◆ Passage given ◆
####
I have purposely chosen the last 12 time periods as the holdout (test) set. If you look closely at the Gold Price Index plot, you’ll see that the data becomes slightly more nonlinear in the last 10–20 time periods making this zone especially challenging for a linear model from a forecasting perspective.

Let’s build and train an Ordinary Least Squares Regression (OLSR) model on the training set:

olsr_results = smf.ols(expr, df_train).fit()

Print the training summary:

print(olsr_results.summary())

Let’s inspect the model’s performance:

R-squared: The model has been able to explain 97.7% of the variance in log(y) which is a remarkably good fit.

F-statistic: The p-value of 6.42e-99 is incredibly tiny — much smaller than a critical value of even 0.1% (0.001). So we reject the null hypothesis of the F-test that model is no better than an intercept only model, and we accept the alternate hypothesis of the F-test that the model’s coefficients are jointly significant.

Significance of model coefficients: The p-values of the model’s coefficients suggest that they are individually statistically significant.

Overall, the model seems to have achieved a high goodness-of-fit on the training data set.

Let’s fetch the model’s predictions on the training and test sets.

Note that we are predicting log(y), not the raw y.

#Predict log(y) on the training data set
olsr_predictions_training_set = olsr_results.predict(df_train['Time_Period'])
#Predict log(y) on the testing data set
olsr_predictions_testing_set = olsr_results.predict(df_test['Time_Period'])

Plot the predicted and the actual values on the log-scale:

#Create the pyplot figure for plotting
fig = plt.figure()
fig.suptitle('Predicted versus actual values of LOG(price index)')
#Plot the log-scale PREDICTIONS for the training data set
predicted_training_set, = plt.plot(df_train.index, olsr_predictions_training_set, 'go-', label='Predicted (Training data set)')
####
◆ Excerpted records ◆
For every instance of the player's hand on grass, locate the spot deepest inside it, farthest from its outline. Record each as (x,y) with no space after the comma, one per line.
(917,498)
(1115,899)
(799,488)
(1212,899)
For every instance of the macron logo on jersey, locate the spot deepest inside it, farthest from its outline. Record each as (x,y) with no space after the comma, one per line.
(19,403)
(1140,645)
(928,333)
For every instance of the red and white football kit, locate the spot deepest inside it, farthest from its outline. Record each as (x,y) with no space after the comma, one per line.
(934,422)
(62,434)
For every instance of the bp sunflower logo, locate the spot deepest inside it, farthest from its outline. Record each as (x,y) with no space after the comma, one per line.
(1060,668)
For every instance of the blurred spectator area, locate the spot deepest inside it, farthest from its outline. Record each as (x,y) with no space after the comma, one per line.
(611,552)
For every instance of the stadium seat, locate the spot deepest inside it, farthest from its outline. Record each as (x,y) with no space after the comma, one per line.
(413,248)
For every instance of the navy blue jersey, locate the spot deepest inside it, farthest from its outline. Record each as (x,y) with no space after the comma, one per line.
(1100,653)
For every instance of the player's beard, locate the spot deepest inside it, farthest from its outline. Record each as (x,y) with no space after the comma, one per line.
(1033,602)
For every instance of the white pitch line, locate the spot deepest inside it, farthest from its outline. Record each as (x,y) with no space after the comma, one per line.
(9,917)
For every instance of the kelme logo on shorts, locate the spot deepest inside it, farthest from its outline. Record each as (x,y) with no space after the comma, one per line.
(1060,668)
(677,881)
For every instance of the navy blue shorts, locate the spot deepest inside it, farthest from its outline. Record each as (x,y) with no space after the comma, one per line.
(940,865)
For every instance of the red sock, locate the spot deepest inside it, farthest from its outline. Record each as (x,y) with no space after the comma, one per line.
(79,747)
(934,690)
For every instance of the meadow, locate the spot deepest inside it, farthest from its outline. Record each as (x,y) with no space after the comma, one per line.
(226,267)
####
◆ To do ◆
A – For each statement, indicate whether it agrees with the regression passage, answering yes or no and quoting the deciding words: (i) the holdout set consists of the last 12 time periods; (ii) the model explains 97.7% of the variance in the raw y; (iii) the p-value of the F-statistic is larger than 0.001.
B – Reproduce word for word the part of the regression passage that begins at the words "R-squared: The model" and stops after the words "individually statistically significant.".
The entries have no connection to the regression passage.

◆ Answers to the exercises ◆
A –
(i) Yes: "I have purposely chosen the last 12 time periods as the holdout (test) set."
(ii) No: "The model has been able to explain 97.7% of the variance in log(y)"
(iii) No: "much smaller than a critical value of even 0.1% (0.001)"

B –
R-squared: The model has been able to explain 97.7% of the variance in log(y) which is a remarkably good fit.

F-statistic: The p-value of 6.42e-99 is incredibly tiny — much smaller than a critical value of even 0.1% (0.001). So we reject the null hypothesis of the F-test that model is no better than an intercept only model, and we accept the alternate hypothesis of the F-test that the model’s coefficients are jointly significant.

Significance of model coefficients: The p-values of the model’s coefficients suggest that they are individually statistically significant.